> [The task]: Copy out exactly each line from the line with "For every instance of the yellow tarp" through the last line of the material below.

> [Supplied information]:

* begin *

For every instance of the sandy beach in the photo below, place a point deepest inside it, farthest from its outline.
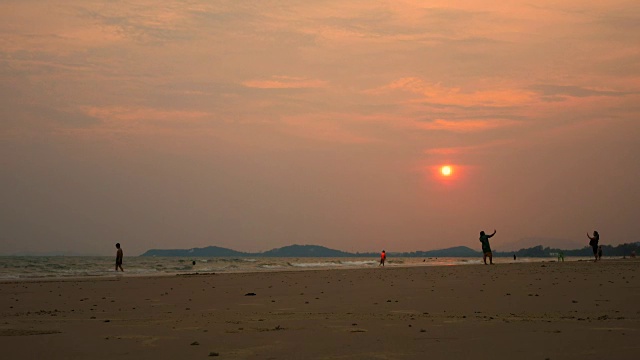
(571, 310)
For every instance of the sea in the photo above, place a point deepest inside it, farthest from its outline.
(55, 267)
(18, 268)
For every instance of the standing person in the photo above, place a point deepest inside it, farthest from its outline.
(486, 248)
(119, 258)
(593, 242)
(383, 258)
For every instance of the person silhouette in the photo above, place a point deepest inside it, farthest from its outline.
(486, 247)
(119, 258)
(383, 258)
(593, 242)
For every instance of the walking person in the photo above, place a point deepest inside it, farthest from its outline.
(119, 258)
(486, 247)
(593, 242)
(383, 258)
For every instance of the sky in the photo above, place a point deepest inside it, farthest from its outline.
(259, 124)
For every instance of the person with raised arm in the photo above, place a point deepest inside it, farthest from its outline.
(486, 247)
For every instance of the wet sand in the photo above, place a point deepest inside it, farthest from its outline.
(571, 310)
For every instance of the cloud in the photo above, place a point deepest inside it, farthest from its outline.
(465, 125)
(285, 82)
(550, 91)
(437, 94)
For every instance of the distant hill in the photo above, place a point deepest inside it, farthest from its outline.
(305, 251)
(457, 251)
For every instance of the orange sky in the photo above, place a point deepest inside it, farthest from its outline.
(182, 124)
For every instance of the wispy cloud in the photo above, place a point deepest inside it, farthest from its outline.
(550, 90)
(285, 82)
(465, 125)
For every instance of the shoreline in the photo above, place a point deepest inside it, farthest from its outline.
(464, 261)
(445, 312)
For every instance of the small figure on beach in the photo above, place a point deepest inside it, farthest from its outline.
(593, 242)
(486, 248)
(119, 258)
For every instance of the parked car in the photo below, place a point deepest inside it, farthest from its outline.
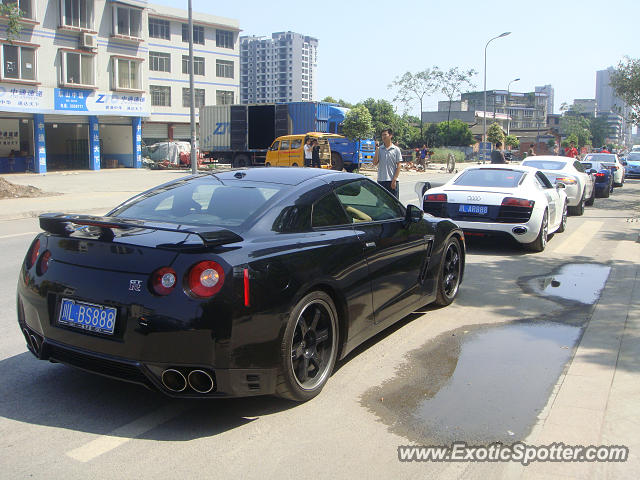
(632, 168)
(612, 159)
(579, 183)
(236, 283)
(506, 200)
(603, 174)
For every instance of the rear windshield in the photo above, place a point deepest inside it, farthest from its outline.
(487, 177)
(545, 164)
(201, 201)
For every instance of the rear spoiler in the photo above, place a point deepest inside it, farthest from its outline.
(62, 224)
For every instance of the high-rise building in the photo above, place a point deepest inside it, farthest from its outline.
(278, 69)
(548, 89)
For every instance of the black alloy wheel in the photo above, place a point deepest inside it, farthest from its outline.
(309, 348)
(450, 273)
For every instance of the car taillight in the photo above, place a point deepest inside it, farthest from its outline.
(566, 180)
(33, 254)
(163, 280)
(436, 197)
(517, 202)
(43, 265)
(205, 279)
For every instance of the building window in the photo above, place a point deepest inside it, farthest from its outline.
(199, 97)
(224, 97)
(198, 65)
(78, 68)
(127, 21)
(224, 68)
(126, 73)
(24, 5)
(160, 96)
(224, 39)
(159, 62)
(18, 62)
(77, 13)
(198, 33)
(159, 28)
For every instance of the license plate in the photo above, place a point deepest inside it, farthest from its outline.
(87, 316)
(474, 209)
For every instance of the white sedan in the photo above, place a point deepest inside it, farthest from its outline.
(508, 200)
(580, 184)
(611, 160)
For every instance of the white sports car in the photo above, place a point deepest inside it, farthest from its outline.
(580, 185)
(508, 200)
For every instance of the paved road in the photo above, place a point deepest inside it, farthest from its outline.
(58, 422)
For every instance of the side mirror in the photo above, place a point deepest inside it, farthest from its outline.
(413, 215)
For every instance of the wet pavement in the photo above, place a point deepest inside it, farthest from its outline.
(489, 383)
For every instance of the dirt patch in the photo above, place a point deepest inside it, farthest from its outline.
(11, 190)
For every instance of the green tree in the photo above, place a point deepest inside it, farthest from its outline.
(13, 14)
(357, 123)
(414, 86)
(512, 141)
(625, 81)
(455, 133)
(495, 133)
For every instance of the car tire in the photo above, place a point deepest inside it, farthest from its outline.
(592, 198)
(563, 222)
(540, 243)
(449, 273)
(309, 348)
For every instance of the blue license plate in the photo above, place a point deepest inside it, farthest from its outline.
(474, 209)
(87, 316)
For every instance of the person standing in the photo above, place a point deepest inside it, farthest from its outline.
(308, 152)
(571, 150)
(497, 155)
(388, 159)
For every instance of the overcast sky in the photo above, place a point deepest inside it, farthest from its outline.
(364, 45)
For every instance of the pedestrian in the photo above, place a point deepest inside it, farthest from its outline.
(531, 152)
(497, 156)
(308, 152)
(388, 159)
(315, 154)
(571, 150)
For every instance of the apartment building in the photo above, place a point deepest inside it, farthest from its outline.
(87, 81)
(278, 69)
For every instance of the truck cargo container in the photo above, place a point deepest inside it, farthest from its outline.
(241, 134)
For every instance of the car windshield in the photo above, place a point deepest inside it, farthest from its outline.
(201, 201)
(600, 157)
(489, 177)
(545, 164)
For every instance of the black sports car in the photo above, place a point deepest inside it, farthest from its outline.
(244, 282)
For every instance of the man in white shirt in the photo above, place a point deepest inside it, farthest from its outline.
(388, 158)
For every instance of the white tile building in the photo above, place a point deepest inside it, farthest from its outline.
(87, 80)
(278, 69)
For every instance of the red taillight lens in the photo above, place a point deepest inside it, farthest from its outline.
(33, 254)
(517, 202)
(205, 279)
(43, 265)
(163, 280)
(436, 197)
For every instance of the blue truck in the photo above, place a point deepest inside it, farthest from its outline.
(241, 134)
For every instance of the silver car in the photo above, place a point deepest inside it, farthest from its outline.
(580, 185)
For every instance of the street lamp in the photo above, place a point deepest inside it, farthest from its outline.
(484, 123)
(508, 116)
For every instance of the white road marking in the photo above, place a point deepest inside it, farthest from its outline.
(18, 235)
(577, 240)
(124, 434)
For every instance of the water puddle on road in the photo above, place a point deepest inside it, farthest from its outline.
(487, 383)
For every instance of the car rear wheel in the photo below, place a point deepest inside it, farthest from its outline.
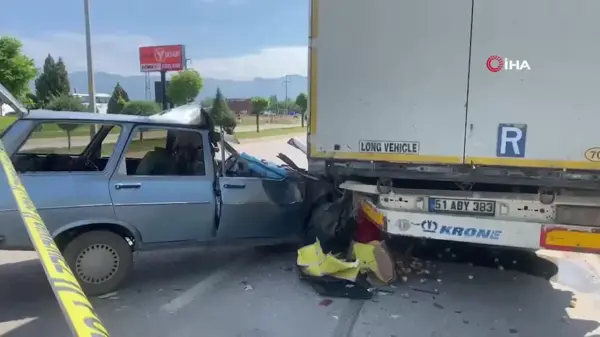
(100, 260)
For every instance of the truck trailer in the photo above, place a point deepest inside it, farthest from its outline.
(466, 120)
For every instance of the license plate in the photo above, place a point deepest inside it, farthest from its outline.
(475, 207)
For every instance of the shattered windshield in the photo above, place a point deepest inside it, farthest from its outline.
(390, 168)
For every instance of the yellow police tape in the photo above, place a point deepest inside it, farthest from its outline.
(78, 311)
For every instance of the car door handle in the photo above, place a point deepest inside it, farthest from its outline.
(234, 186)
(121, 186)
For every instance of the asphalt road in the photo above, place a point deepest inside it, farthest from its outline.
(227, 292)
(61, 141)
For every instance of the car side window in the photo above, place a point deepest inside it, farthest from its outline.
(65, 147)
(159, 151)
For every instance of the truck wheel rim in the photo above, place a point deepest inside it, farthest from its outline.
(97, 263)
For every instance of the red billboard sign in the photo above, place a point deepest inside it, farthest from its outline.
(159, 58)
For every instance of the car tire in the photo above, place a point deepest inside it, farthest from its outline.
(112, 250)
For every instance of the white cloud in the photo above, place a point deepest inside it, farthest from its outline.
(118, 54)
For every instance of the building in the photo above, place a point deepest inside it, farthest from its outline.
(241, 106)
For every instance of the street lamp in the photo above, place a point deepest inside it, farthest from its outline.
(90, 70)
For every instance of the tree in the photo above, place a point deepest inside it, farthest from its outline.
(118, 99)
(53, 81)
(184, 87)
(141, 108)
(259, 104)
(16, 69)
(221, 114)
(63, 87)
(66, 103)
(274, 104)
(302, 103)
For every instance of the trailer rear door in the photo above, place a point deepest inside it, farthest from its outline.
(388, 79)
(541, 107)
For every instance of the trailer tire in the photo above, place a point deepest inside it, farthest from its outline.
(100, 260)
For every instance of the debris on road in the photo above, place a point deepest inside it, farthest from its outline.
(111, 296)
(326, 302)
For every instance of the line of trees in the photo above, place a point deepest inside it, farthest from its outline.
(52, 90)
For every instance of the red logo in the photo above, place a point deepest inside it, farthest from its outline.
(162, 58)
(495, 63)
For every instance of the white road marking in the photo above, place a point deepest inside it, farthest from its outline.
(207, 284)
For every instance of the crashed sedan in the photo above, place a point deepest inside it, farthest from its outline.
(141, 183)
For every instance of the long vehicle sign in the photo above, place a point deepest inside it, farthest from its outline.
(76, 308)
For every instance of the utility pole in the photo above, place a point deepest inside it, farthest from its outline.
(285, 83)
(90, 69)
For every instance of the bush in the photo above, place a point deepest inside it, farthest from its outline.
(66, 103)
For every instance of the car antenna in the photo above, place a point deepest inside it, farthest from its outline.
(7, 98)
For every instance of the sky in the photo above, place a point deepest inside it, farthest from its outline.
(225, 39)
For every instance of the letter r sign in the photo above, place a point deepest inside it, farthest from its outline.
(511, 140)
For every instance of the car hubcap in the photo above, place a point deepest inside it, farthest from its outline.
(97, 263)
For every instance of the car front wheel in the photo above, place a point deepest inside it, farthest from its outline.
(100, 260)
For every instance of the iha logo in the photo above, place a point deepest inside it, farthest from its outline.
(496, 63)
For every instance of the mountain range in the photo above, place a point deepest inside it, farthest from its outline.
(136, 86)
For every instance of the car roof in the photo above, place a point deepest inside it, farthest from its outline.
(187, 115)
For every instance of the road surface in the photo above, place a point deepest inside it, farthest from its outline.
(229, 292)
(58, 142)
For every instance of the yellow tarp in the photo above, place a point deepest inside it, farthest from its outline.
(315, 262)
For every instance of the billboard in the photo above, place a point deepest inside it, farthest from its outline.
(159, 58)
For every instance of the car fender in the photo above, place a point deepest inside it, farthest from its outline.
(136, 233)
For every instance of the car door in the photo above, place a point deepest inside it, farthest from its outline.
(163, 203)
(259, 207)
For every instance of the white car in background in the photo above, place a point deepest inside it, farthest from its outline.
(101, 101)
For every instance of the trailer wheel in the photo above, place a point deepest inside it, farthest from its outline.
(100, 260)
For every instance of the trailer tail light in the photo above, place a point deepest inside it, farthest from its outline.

* end *

> [Complete output]:
For every instance of the yellow tarp in the photo above, place a point deepest inside it, farthest from its outline.
(315, 262)
For every instance of the billboard in the photo above, place a point deepest inside it, farthest from its outline.
(159, 58)
For every instance of the car fender in the photo above, place a point deepest inside it, farthest from its outline.
(136, 233)
For every instance of the car door in the photo above, place a point deepest inside it, farthest from its outline.
(163, 203)
(259, 207)
For every instance of the white car in background in the photo above, place a point deepest inside it, farthest from its outline.
(101, 101)
For every instance of the trailer wheel in the photo above, place a point deepest inside it, farthest from its outline.
(100, 260)
For every instance of the trailer tail light in the photo above, place a point deepest inside it, farthest from its outline.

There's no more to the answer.